▶ **EXERCISE DIRECTIONS**: Whenever a line below mentions the word "railing", that line should be copied.

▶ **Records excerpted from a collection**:
•••••

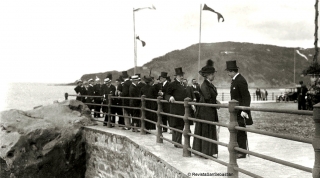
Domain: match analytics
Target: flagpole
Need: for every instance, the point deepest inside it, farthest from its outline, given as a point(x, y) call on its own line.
point(135, 46)
point(294, 66)
point(199, 43)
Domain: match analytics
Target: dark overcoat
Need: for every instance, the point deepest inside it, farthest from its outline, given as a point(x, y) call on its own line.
point(179, 92)
point(125, 92)
point(239, 91)
point(208, 94)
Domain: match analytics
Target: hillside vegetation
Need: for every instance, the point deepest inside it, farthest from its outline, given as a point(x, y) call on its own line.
point(262, 65)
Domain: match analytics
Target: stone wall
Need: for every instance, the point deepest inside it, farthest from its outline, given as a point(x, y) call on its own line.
point(111, 155)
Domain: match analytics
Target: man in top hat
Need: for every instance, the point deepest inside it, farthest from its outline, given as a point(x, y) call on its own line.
point(176, 92)
point(140, 83)
point(97, 100)
point(109, 89)
point(90, 92)
point(134, 91)
point(126, 102)
point(163, 87)
point(239, 91)
point(78, 89)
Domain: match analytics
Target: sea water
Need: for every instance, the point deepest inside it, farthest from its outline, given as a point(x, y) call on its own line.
point(26, 96)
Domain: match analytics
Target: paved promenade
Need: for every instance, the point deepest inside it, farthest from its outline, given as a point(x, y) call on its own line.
point(296, 152)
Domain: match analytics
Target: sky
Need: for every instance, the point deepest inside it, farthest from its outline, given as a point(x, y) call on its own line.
point(57, 41)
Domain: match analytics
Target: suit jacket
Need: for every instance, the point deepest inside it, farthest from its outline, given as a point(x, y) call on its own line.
point(239, 91)
point(179, 93)
point(109, 90)
point(134, 91)
point(125, 92)
point(90, 92)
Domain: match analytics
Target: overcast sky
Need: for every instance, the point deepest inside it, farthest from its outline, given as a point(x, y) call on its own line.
point(57, 41)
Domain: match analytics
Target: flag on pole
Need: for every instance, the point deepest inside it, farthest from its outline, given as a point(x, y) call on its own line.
point(302, 55)
point(143, 43)
point(205, 7)
point(138, 9)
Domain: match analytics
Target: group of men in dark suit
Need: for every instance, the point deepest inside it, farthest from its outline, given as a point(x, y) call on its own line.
point(177, 90)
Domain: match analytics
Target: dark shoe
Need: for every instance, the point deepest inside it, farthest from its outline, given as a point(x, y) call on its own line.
point(239, 156)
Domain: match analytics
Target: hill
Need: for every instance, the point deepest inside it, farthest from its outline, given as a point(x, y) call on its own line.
point(262, 65)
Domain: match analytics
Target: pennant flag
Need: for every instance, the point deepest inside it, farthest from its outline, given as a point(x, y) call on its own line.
point(143, 43)
point(138, 9)
point(302, 55)
point(205, 7)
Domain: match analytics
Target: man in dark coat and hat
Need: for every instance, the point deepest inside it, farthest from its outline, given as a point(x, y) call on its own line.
point(176, 92)
point(163, 87)
point(134, 91)
point(239, 91)
point(126, 102)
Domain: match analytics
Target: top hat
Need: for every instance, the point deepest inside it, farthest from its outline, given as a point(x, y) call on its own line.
point(109, 75)
point(208, 69)
point(147, 79)
point(125, 74)
point(231, 65)
point(134, 77)
point(179, 71)
point(107, 80)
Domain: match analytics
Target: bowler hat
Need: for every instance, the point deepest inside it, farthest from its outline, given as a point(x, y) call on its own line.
point(231, 65)
point(125, 74)
point(208, 69)
point(179, 71)
point(147, 79)
point(109, 75)
point(163, 75)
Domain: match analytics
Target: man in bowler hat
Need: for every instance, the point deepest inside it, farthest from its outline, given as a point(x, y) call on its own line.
point(176, 92)
point(163, 87)
point(126, 102)
point(239, 91)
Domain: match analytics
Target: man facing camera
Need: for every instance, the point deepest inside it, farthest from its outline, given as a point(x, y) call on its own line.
point(239, 91)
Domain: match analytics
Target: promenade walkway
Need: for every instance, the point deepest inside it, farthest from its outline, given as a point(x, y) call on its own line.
point(296, 152)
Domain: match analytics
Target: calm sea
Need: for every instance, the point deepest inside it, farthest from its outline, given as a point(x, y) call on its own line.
point(25, 96)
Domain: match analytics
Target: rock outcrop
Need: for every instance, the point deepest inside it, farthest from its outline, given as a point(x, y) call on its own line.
point(44, 142)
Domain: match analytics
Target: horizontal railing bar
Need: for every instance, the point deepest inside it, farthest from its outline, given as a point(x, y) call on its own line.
point(149, 132)
point(93, 96)
point(210, 105)
point(155, 123)
point(209, 157)
point(172, 115)
point(284, 136)
point(288, 111)
point(276, 160)
point(176, 129)
point(208, 122)
point(150, 110)
point(247, 172)
point(175, 143)
point(209, 140)
point(122, 97)
point(150, 99)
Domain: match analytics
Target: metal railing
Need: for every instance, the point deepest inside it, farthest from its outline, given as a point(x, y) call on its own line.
point(233, 147)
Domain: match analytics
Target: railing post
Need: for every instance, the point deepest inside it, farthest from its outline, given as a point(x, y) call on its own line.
point(272, 96)
point(316, 141)
point(159, 128)
point(233, 138)
point(109, 111)
point(186, 130)
point(143, 114)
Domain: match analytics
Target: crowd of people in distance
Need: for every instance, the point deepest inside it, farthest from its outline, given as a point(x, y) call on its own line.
point(172, 91)
point(261, 95)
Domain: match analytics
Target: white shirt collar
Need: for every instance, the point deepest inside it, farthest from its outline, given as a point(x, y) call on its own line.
point(164, 83)
point(235, 76)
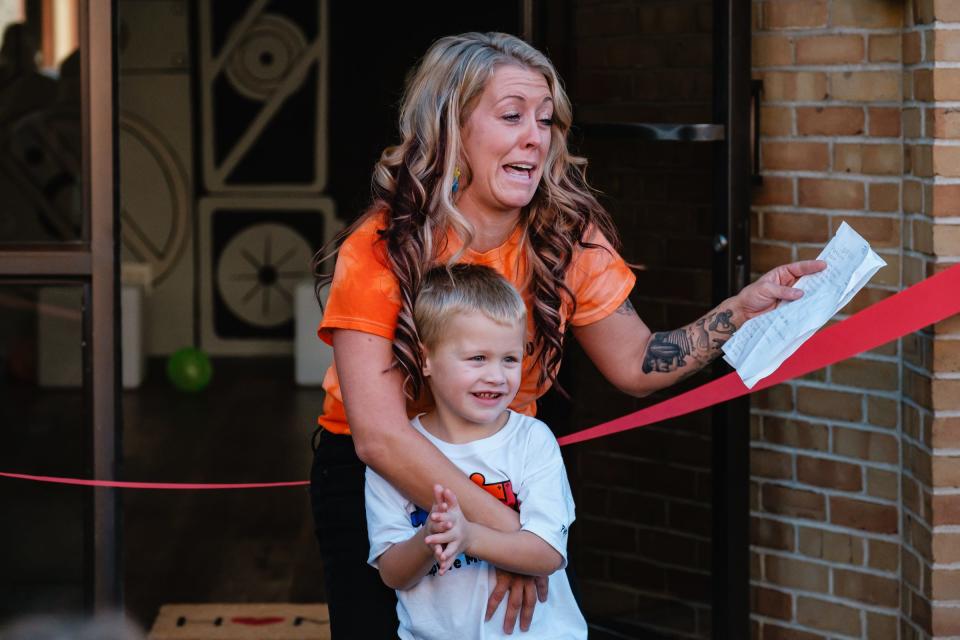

•••••

▶ **REPLY TO THE EXERCISE**:
Target: horizontal railing bar
Target: metal railing
Target: railing post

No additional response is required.